SCHRIFTLICHE AUFGABE 1
Formatiere die Einträge als JSON-Liste von Zeichenketten, je eine pro Zeile und ohne Leerzeilen. Beginne bei der ersten Zeile der Einträge und höre nach der Zeile mit „Outlines may be“ auf.
++++ VORGEGEBENER TEXT ++++
Die russische Rosatom ist im Krieg. Der Staatskonzern betreut erbeutete ukrainische Atomkraftwerke. Nun gerät das Schweizer Geschäft in die Kritik.

Am 4. März erobert Putins Armee nach einem Feuergefecht die sechs Atommeiler von Saporischschja in der Ukraine. Begleitet werden die Soldaten von elf Rosatom-Technikern – zur Beratung, so die russische Seite. 

Rosatom ist Russlands Behörde für zivile Atomenergie, aber auch der Hersteller der russischen Atomsprengköpfe. Die Behörde ist auch ein Staatskonzern. Und als Konzern ist Rosatom weltweit führender Lieferant von angereichertem Uran. Rosatom beliefert unter anderem auch Schweizer Atomkraftwerke.
++++ AUSZÜGE DER EINTRÄGE ++++
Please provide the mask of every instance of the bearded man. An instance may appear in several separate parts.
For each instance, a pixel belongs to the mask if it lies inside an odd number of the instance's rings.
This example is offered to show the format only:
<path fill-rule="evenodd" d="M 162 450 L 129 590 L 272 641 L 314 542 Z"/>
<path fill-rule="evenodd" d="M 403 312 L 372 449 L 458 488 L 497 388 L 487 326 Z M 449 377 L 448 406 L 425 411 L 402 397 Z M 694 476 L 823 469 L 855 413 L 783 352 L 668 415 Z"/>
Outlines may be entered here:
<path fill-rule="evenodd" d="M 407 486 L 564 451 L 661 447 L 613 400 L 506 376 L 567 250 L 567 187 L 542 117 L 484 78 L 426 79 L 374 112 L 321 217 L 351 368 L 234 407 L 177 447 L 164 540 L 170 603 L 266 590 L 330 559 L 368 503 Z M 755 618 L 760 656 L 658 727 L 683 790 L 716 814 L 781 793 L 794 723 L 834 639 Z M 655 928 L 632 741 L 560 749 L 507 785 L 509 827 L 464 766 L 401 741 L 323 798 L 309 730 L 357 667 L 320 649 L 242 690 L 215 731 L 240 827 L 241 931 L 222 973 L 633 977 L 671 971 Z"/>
++++
SCHRIFTLICHE AUFGABE 2
Führe den Text über Rosatom dort weiter, wo er aufhört.

ENDGÜLTIGE ANTWORT 1
[
  "Please provide the mask of every instance of the bearded man. An instance may appear in several separate parts.",
  "For each instance, a pixel belongs to the mask if it lies inside an odd number of the instance's rings.",
  "This example is offered to show the format only:",
  "<path fill-rule=\"evenodd\" d=\"M 162 450 L 129 590 L 272 641 L 314 542 Z\"/>",
  "<path fill-rule=\"evenodd\" d=\"M 403 312 L 372 449 L 458 488 L 497 388 L 487 326 Z M 449 377 L 448 406 L 425 411 L 402 397 Z M 694 476 L 823 469 L 855 413 L 783 352 L 668 415 Z\"/>",
  "Outlines may be entered here:"
]

ENDGÜLTIGE ANTWORT 2
Axpo arbeitet mit Rosatom 

Die Axpo bezieht Brennstoff von Rosatom. «Wenn Sie einen bewährten Lieferanten haben, der die Qualität liefert, die Sie brauchen – aus sicherheitstechnischen und qualitätstechnischen Gründen – dann wechselt man nicht so einfach», sagt Willibald Kohlpaintner, Leiter der Division Kernkraft der Axpo und Mitglied der Geschäftsführung, gegenüber der «Rundschau». Die laufenden Verträge würden erfüllt. Neue Verträge hingegen will die Axpo derzeit nicht abschliessen.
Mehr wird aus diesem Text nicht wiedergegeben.